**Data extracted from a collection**
====

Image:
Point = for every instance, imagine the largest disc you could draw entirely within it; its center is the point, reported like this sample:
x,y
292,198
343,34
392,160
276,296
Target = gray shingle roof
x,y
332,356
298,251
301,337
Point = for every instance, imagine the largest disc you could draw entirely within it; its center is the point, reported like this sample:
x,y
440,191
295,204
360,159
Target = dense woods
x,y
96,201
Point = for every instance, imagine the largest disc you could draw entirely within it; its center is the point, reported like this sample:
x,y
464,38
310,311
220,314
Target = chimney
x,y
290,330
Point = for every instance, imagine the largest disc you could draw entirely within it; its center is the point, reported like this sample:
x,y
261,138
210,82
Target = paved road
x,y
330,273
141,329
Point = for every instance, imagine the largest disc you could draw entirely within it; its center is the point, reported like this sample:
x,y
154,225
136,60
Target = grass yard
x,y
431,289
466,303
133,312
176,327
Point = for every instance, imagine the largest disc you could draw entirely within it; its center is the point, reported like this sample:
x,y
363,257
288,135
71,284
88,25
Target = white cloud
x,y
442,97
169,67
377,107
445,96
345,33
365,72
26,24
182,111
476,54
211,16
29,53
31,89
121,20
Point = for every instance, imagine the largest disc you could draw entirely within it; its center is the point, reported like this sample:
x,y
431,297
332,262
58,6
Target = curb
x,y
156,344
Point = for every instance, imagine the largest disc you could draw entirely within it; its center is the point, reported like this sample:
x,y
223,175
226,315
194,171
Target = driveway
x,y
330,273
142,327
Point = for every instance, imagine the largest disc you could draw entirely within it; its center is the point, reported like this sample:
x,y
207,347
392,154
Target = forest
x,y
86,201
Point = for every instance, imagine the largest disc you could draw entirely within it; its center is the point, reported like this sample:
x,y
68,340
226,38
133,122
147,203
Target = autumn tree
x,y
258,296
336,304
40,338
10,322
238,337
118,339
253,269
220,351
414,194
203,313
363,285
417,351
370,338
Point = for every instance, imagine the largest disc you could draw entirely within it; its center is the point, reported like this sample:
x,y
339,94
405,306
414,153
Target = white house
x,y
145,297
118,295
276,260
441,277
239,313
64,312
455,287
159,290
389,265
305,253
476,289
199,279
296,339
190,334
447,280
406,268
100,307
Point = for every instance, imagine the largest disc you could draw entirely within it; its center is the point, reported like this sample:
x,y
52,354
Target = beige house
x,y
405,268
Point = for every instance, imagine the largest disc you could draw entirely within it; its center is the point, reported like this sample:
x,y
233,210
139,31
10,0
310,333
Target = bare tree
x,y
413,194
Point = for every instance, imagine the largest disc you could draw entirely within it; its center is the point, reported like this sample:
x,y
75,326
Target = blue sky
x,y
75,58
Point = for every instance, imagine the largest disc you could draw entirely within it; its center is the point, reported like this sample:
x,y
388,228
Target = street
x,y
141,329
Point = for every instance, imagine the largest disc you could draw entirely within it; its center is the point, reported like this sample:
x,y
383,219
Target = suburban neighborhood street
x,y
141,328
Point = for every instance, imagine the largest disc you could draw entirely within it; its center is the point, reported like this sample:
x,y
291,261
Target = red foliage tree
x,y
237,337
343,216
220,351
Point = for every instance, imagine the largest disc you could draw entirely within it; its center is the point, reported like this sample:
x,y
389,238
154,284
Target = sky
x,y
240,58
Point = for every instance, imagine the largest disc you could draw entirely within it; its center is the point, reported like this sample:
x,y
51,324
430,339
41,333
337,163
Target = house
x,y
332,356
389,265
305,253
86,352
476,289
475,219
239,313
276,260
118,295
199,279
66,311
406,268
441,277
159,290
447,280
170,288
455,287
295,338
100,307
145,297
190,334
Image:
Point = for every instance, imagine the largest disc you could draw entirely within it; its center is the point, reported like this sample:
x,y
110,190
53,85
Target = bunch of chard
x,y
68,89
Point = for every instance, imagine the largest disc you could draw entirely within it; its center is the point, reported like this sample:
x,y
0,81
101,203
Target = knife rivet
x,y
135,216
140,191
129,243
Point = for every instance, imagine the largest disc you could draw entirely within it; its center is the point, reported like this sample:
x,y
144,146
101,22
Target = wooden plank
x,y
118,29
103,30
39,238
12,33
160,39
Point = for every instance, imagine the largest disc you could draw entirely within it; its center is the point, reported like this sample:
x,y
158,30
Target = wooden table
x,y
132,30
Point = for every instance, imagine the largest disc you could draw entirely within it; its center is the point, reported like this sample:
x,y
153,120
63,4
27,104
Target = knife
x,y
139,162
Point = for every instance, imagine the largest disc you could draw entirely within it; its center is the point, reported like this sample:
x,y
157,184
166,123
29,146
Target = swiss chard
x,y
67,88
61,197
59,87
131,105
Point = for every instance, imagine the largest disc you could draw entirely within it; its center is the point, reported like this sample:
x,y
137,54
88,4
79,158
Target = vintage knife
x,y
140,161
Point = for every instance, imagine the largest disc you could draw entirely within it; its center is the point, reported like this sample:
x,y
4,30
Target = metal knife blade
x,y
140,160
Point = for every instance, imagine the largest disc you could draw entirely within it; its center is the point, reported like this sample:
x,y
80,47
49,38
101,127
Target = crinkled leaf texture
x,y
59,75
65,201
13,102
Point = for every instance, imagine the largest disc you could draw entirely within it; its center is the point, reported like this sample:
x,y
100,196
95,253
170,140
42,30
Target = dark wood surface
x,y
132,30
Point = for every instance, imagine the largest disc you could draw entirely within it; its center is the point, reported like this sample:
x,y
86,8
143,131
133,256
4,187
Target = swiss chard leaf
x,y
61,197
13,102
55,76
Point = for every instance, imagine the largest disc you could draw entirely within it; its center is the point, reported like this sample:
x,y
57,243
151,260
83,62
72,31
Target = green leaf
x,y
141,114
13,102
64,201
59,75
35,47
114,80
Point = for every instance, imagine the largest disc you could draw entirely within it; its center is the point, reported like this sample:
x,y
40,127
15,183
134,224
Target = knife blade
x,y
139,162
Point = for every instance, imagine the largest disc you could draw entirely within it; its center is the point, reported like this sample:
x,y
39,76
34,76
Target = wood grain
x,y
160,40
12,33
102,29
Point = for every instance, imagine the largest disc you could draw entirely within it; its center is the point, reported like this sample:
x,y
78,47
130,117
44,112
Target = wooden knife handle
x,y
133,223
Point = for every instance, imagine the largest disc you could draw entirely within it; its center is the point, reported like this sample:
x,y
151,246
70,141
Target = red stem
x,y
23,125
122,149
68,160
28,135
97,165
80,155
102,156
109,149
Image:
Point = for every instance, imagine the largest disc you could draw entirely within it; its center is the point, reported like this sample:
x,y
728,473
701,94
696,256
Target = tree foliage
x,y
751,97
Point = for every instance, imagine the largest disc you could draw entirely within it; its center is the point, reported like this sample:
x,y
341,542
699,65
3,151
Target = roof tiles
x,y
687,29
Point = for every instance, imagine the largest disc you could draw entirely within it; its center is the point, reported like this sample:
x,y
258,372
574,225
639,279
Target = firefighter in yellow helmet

====

**Problem details**
Exact copies of all the records are required.

**Reply to the exercise**
Image:
Point = for every instance, imagine the largest disc you could draw entirely within it; its center is the point, reported like this sample:
x,y
292,198
343,34
392,160
276,296
Target = gray shingle roof
x,y
332,356
298,251
301,337
Point = for every instance, imagine the largest disc you could draw entirely within it; its center is the point, reported like this sample:
x,y
440,191
295,204
360,159
Target = dense woods
x,y
96,201
Point = for every instance, imagine the largest disc you could draw entirely within it; its center is the point, reported like this sample:
x,y
464,38
310,311
220,314
Target = chimney
x,y
290,330
Point = for every instance, imagine the largest disc you could draw entirely within it; its center is the point, reported like this sample:
x,y
261,138
210,82
Target = paved road
x,y
330,273
141,329
Point = for every instance, imagine the largest disc you could draw entirely within it; its center is the point, reported like this sample:
x,y
154,225
136,60
Target = grass yard
x,y
431,289
466,303
133,312
176,327
Point = for every instance, imagine the largest disc you could draw entirely within it; its center is the point, reported like this sample:
x,y
363,257
288,135
71,284
88,25
Target = white cloud
x,y
442,97
169,67
377,107
445,96
345,33
365,72
26,24
182,111
476,54
211,16
29,53
31,89
121,20
Point = for every instance, imagine the largest disc you could draw entirely within it; its center is the point, reported like this sample:
x,y
431,297
332,262
58,6
Target = curb
x,y
156,344
Point = for every instance, imagine the largest disc you could draw entirely within it; its center is the point, reported like this sample:
x,y
223,175
226,315
194,171
Target = driveway
x,y
330,273
142,327
Point = for every instance, imagine the largest disc you could draw entirely within it; its center is the point, reported like this sample:
x,y
207,347
392,154
Target = forest
x,y
86,201
Point = for every instance, imagine the largest disc you could draw entirely within it; its center is the point, reported like this sample:
x,y
68,340
226,38
133,122
147,203
Target = autumn tree
x,y
258,296
336,304
40,338
10,322
238,337
118,339
253,269
220,351
414,194
203,313
363,285
417,351
370,338
Point = for every instance, imagine the largest disc you could draw entirely within it; its center is the point, reported like this sample:
x,y
339,94
405,306
414,153
Target = white house
x,y
145,297
118,295
276,260
441,277
239,313
64,312
455,287
159,290
389,265
305,253
476,289
199,279
296,339
190,334
447,280
406,268
100,307
Point = for every instance, imagine the largest disc you could draw entirely within it; its center is the point, reported like this sample:
x,y
52,354
Target = beige house
x,y
405,268
Point = for every instance, imagine the largest disc you could draw entirely within it; its center is the point, reported like this sample:
x,y
233,210
139,31
10,0
310,333
Target = bare tree
x,y
413,194
Point = for every instance, imagine the largest disc you could draw entirely within it; its center is the point, reported like this sample:
x,y
75,326
Target = blue sky
x,y
75,58
Point = for every instance, imagine the largest disc you could draw entirely within it; its center is the point, reported like this sample:
x,y
388,228
Target = street
x,y
141,329
Point = for every instance, imagine the largest disc you could draw entirely within it; its center is the point, reported like this sample:
x,y
383,219
Target = suburban neighborhood street
x,y
141,328
Point = for every instance, imagine the largest disc you could draw entirely within it; its center is the point, reported like this sample:
x,y
291,261
Target = red foliage tree
x,y
237,337
343,216
220,351
Point = for every instance, imagine the largest disc you could draw entirely within it; its center is the point, reported like this sample:
x,y
389,238
154,284
Target = sky
x,y
240,58
Point = for every instance, imagine the largest disc you could draw entirely within it; its center is the point, reported like this sample:
x,y
51,324
430,339
41,333
337,163
Target = house
x,y
332,356
389,265
305,253
86,352
476,289
475,219
239,313
276,260
118,295
199,279
66,311
406,268
441,277
159,290
447,280
170,288
455,287
295,338
100,307
145,297
190,334
Image:
Point = for every instance, imagine the largest disc you could draw entirely within it; its center is the point, reported like this sample:
x,y
110,190
53,85
Target = bunch of chard
x,y
68,89
Point = for every instance, imagine the largest disc you could draw entirely within it; its center is the point, reported like this sample:
x,y
0,81
101,203
Target = knife rivet
x,y
135,216
140,191
129,243
Point = for every instance, imagine the largest disc you could draw entirely within it; its center is the point, reported like this sample:
x,y
144,146
101,22
Target = wooden plank
x,y
118,29
103,30
39,238
12,33
160,39
Point = for every instance, imagine the largest disc you could draw entirely within it; its center is the point, reported like this sample:
x,y
158,30
Target = wooden table
x,y
132,30
Point = for every instance, imagine the largest disc you could draw entirely within it; its center is the point, reported like this sample:
x,y
153,120
63,4
27,104
Target = knife
x,y
139,162
Point = for every instance, imagine the largest disc you could draw entirely within it; its center is the point, reported like this sample:
x,y
157,184
166,123
29,146
Target = swiss chard
x,y
67,88
61,197
59,87
131,105
Point = for every instance, imagine the largest disc you could draw entirely within it; its center is the point, reported like this sample:
x,y
137,54
88,4
79,158
Target = vintage knife
x,y
140,161
Point = for every instance, imagine the largest disc you could draw entirely within it; its center is the point, reported like this sample:
x,y
4,30
Target = metal knife blade
x,y
140,160
Point = for every instance, imagine the largest disc you could draw entirely within it; its center is the point, reported like this sample:
x,y
80,47
49,38
101,127
Target = crinkled leaf texture
x,y
59,75
65,201
13,102
Point = for every instance, imagine the largest disc you could draw entirely within it; its center is the point, reported like this sample:
x,y
100,196
95,253
170,140
42,30
Target = dark wood surface
x,y
132,30
Point = for every instance, imagine the largest disc you could draw entirely within it; its center is the point, reported like this sample:
x,y
86,8
143,131
133,256
4,187
Target = swiss chard leaf
x,y
61,197
13,102
55,76
Point = for every instance, imagine the largest disc you could draw entirely within it; its center is the point, reported like this sample:
x,y
57,243
151,260
83,62
72,31
Target = green leaf
x,y
141,114
13,102
64,201
59,75
35,47
114,80
Point = for every instance, imagine the largest disc you could draw entirely within it; its center is the point, reported like this sample:
x,y
40,127
15,183
134,224
Target = knife blade
x,y
139,162
Point = for every instance, imagine the largest disc you could draw entirely within it; its center is the point, reported like this sample:
x,y
39,76
34,76
Target = wood grain
x,y
160,40
12,33
102,29
Point = for every instance, imagine the largest disc you could draw entirely within it; its center is the point, reported like this sample:
x,y
78,47
130,117
44,112
Target = wooden knife handle
x,y
133,223
Point = for every instance, imagine the largest disc you could draw entirely within it; its center is the point, reported like this sample:
x,y
151,246
70,141
Target = red stem
x,y
23,125
122,149
68,160
28,135
97,165
80,155
102,156
109,149
Image:
Point = for every instance, imagine the largest disc you could draw entirely within it; its center is the point, reported like this sample:
x,y
728,473
701,94
696,256
Target = tree foliage
x,y
751,97
Point = for every instance, imagine the largest disc you could draw entirely within it; its center is the point, reported like this sample:
x,y
341,542
699,65
3,151
Target = roof tiles
x,y
687,29
Point = for every instance, imagine the largest disc you could draw entirely within it; its center is the point, reported like this sample:
x,y
258,372
574,225
639,279
Target = firefighter in yellow helmet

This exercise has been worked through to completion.